● Objective: Please render the lines from the start of the entries through the line holding "[[0, 98, 177, 153]]", inclusive, as a numbered list, skipping blank lines and omitting the pictures.

[Entries excerpted from a collection]
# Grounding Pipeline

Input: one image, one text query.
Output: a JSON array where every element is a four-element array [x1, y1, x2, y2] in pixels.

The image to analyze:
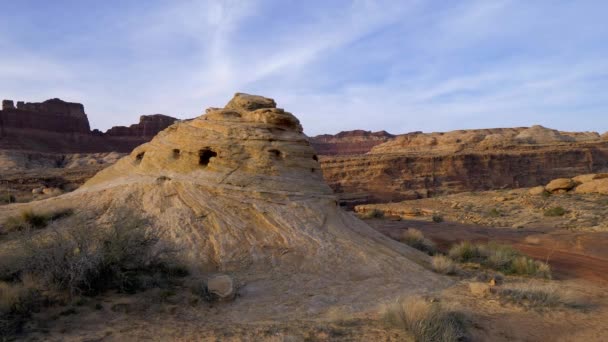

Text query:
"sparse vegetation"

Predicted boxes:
[[545, 207, 566, 217], [431, 255, 456, 274], [384, 297, 468, 342], [22, 218, 183, 294], [496, 284, 570, 308], [0, 213, 188, 340], [448, 241, 481, 262], [0, 209, 73, 234], [0, 282, 40, 341], [432, 213, 443, 223], [0, 194, 17, 204], [448, 241, 551, 278], [400, 228, 435, 255], [488, 208, 502, 217], [359, 208, 384, 219]]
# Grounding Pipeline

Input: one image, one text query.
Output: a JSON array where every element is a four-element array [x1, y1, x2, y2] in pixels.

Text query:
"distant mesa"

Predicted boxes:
[[0, 98, 177, 153]]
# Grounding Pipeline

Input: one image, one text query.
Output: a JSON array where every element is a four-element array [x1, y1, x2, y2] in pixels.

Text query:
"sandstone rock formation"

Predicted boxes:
[[0, 94, 442, 296], [545, 178, 576, 192], [320, 126, 608, 206], [105, 114, 176, 139], [310, 130, 395, 155], [0, 99, 177, 153]]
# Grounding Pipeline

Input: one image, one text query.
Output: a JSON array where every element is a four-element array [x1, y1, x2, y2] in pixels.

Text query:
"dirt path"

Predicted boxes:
[[367, 219, 608, 285]]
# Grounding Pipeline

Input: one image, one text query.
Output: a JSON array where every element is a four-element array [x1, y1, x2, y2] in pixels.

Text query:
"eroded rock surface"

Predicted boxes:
[[320, 126, 608, 206], [0, 99, 177, 154]]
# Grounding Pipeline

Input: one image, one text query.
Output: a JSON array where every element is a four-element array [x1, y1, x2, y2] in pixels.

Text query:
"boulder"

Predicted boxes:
[[528, 185, 547, 196], [545, 178, 576, 192], [225, 93, 277, 111], [207, 274, 236, 300], [572, 173, 597, 183]]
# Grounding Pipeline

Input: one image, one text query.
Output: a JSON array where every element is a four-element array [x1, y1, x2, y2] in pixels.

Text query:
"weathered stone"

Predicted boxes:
[[309, 130, 395, 155], [105, 114, 177, 138], [2, 100, 15, 110], [545, 178, 576, 192], [207, 274, 236, 301], [528, 185, 547, 196], [574, 178, 608, 195], [225, 93, 277, 111]]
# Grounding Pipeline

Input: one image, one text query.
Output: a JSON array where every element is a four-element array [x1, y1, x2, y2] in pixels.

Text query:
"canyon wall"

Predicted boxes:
[[320, 126, 608, 206], [309, 130, 395, 155], [0, 99, 177, 153]]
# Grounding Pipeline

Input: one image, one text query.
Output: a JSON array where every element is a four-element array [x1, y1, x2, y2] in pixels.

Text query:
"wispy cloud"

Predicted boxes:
[[0, 0, 608, 134]]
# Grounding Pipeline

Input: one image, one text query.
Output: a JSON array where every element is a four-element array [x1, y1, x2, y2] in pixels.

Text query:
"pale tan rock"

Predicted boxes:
[[469, 282, 492, 297], [572, 173, 597, 183], [545, 178, 576, 192], [10, 95, 446, 305], [528, 185, 547, 196], [42, 188, 63, 196], [207, 274, 236, 301], [574, 178, 608, 195]]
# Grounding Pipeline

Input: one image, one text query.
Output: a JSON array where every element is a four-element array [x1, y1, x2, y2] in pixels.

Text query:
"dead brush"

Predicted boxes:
[[383, 297, 468, 342], [399, 228, 436, 255]]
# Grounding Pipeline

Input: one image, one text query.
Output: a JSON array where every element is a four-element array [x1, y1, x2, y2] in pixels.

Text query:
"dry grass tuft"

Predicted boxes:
[[496, 283, 585, 309], [0, 209, 73, 234], [431, 255, 456, 274], [448, 241, 551, 279], [384, 297, 467, 342], [400, 228, 435, 254]]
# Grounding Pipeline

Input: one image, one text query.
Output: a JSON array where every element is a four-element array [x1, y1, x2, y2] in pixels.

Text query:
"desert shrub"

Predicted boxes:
[[505, 255, 551, 278], [448, 241, 551, 278], [448, 241, 481, 262], [2, 209, 73, 233], [360, 208, 384, 219], [400, 228, 435, 254], [431, 255, 456, 274], [0, 282, 39, 341], [22, 217, 179, 295], [384, 297, 468, 342], [488, 208, 502, 217], [545, 207, 566, 216], [431, 214, 443, 223], [478, 243, 521, 271], [0, 194, 17, 204]]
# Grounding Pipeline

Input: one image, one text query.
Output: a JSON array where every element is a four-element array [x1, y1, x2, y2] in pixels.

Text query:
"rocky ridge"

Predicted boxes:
[[0, 94, 440, 296], [320, 126, 608, 206], [0, 99, 177, 153]]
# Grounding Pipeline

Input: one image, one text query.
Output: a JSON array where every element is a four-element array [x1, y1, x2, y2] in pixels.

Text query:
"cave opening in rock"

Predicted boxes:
[[268, 149, 283, 159], [198, 147, 217, 166]]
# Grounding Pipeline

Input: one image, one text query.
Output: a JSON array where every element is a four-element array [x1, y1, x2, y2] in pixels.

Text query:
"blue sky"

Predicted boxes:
[[0, 0, 608, 135]]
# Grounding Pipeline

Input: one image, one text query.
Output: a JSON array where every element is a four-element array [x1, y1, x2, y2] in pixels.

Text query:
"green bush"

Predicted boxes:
[[545, 207, 566, 216], [448, 241, 481, 262], [448, 241, 551, 278], [0, 282, 40, 341], [384, 297, 468, 342], [0, 194, 17, 204], [488, 208, 502, 217], [400, 228, 435, 255], [359, 208, 384, 219], [2, 209, 73, 233], [431, 255, 456, 274], [22, 214, 184, 295]]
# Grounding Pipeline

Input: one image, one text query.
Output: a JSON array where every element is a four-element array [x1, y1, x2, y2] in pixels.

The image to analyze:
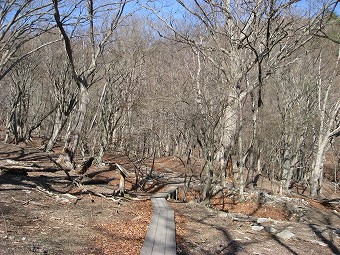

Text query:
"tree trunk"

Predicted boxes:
[[69, 84, 89, 162]]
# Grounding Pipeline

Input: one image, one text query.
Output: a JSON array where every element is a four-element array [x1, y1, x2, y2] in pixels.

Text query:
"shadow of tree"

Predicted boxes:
[[308, 224, 340, 254]]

● Final answer:
1. # Grounding Pipeline
2. Input: one image, one text query.
3. Output: a JSON array where every element is a four-element array [x1, y1, x2, y2] in pixels.
4. The image to analyze:
5. Text query:
6. "sparse vegetation"
7. Predicted boxes:
8. [[545, 207, 566, 217], [431, 255, 456, 274], [384, 297, 468, 342], [22, 218, 183, 294], [496, 284, 570, 308], [0, 213, 188, 340], [448, 241, 481, 262], [0, 209, 73, 234], [0, 282, 40, 341], [432, 213, 443, 223], [0, 194, 17, 204], [448, 241, 551, 278], [400, 228, 435, 255], [488, 208, 502, 217], [359, 208, 384, 219]]
9. # Grounding Pipeline
10. Input: one image, one text query.
11. Output: a JSON array where every element is a four-element array [x1, y1, x2, y2] in pixels.
12. Text query:
13. "distant mesa"
14. Predicted boxes:
15. [[0, 98, 177, 153]]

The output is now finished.